To do: Write out all entries word for word.
-- Start of Provided records --
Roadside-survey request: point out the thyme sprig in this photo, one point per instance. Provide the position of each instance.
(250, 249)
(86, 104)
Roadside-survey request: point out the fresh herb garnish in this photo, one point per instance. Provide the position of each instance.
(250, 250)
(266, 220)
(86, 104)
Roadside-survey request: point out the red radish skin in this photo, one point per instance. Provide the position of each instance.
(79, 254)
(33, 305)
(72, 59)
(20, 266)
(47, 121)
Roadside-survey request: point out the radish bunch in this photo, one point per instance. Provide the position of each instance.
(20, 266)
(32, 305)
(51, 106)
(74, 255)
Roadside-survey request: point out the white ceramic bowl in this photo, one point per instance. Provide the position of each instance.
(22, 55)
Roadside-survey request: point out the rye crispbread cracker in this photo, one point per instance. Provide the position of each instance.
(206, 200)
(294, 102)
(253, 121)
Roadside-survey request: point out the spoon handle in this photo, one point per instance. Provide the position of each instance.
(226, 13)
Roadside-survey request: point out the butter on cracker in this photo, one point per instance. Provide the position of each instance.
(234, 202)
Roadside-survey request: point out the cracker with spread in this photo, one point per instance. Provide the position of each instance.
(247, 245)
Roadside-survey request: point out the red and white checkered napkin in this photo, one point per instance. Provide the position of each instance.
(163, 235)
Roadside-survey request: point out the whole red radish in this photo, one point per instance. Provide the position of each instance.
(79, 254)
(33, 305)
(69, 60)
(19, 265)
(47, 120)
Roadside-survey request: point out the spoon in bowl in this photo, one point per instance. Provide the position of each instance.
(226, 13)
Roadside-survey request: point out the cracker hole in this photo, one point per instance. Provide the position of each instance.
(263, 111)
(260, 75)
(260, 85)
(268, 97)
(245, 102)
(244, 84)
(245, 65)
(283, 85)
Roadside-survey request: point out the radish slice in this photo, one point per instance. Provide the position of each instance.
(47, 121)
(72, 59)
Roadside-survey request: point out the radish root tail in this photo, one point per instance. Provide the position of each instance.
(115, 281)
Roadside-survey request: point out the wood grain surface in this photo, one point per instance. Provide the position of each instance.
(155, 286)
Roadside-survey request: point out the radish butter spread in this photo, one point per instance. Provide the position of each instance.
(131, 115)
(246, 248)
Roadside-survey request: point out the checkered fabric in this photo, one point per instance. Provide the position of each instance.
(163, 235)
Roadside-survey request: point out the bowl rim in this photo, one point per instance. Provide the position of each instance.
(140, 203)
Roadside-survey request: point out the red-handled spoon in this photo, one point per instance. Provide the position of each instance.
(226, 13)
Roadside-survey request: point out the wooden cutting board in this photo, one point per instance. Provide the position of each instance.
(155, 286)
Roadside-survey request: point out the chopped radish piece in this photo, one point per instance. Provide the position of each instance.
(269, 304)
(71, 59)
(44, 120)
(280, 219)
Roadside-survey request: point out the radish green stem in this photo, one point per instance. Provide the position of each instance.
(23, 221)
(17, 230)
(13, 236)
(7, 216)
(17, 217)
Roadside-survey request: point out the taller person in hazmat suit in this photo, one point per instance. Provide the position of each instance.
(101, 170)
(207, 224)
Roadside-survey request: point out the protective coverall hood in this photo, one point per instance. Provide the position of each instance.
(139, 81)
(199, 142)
-- End of Provided records --
The reply:
Roadside-survey request: point out the thyme sprig in this photo, one point per instance. Provide the position of each instance.
(250, 249)
(86, 104)
Roadside-survey request: point out the fresh herb garnish in this photo, one point per instance. Provide the position of each instance.
(250, 250)
(266, 220)
(86, 104)
Roadside-survey request: point out the red radish skin in this photo, one point per instance. Provide the position of each instance.
(79, 254)
(33, 305)
(72, 59)
(20, 266)
(47, 121)
Roadside-survey request: point out the radish bunch in this photo, one point per instance. Provide the position of each instance.
(20, 266)
(32, 305)
(51, 106)
(74, 255)
Roadside-survey request: point out the white ceramic bowl in this photo, one point per instance. Provide the position of each instance.
(22, 55)
Roadside-survey request: point out the rye crispbread cracker in this photo, one point per instance. Provide the position of each instance.
(206, 200)
(294, 102)
(253, 121)
Roadside-survey request: point out the spoon handle in this photo, one point per instance. Provide the position of each instance.
(226, 13)
Roadside-survey request: point out the butter on cracker in this photo, one point per instance. Provide the position of each instance.
(234, 202)
Roadside-survey request: point out the cracker with spread in this photo, one point per instance. Provide the position of each instance.
(247, 245)
Roadside-survey request: point out the red and white checkered napkin in this photo, one point per instance. Provide the position of each instance.
(163, 235)
Roadside-survey request: point out the whole red radish in this photo, one point per instance. Provide the position of each instance.
(79, 254)
(33, 305)
(69, 60)
(19, 265)
(47, 120)
Roadside-survey request: point out the spoon in bowl in this photo, one point per instance. Provide the position of each instance.
(226, 13)
Roadside-survey request: point out the cracker hole in this photo, one point per instance. Provide the position of each instance.
(263, 111)
(260, 75)
(260, 85)
(268, 97)
(245, 102)
(244, 84)
(245, 65)
(283, 85)
Roadside-survey request: point out the radish slice in this photo, one point per instance. Provide the position of each instance.
(47, 121)
(72, 59)
Roadside-survey request: point out the radish root tail in this photo, one point per instance. Provide the position of each instance.
(115, 281)
Roadside-survey request: point out the wood grain surface in this photo, one point per instance. Provide the position of each instance.
(155, 286)
Roadside-survey request: point out the radish butter spread in this photo, one point per instance. Provide the position of each instance.
(131, 115)
(246, 248)
Roadside-survey request: point out the checkered fabric in this photo, one point per instance. Provide the position of each instance.
(163, 235)
Roadside-survey request: point out the bowl rim in this photo, one point per instance. Provide the position of each instance.
(140, 203)
Roadside-survey request: point out the red-handled spoon in this photo, one point per instance. Provide the position of each instance.
(226, 13)
Roadside-survey request: point out the wooden cutting board in this photo, one point per instance. Provide the position of each instance.
(155, 286)
Roadside-survey request: point out the chopped radish piece in this photo, one point per instance. Provide the position of each instance.
(269, 304)
(71, 59)
(44, 120)
(280, 219)
Roadside-survey request: point out the radish green stem in this photo, one point per instance. Provide the position of each instance.
(23, 221)
(17, 230)
(13, 236)
(7, 216)
(17, 217)
Roadside-survey request: point out the taller person in hazmat suit in this photo, one point per instance. Provide the position of each instance.
(101, 170)
(207, 224)
Roadside-survey request: point out the protective coverall hood in this photo, one point per instance. Provide the position of each instance.
(139, 81)
(199, 142)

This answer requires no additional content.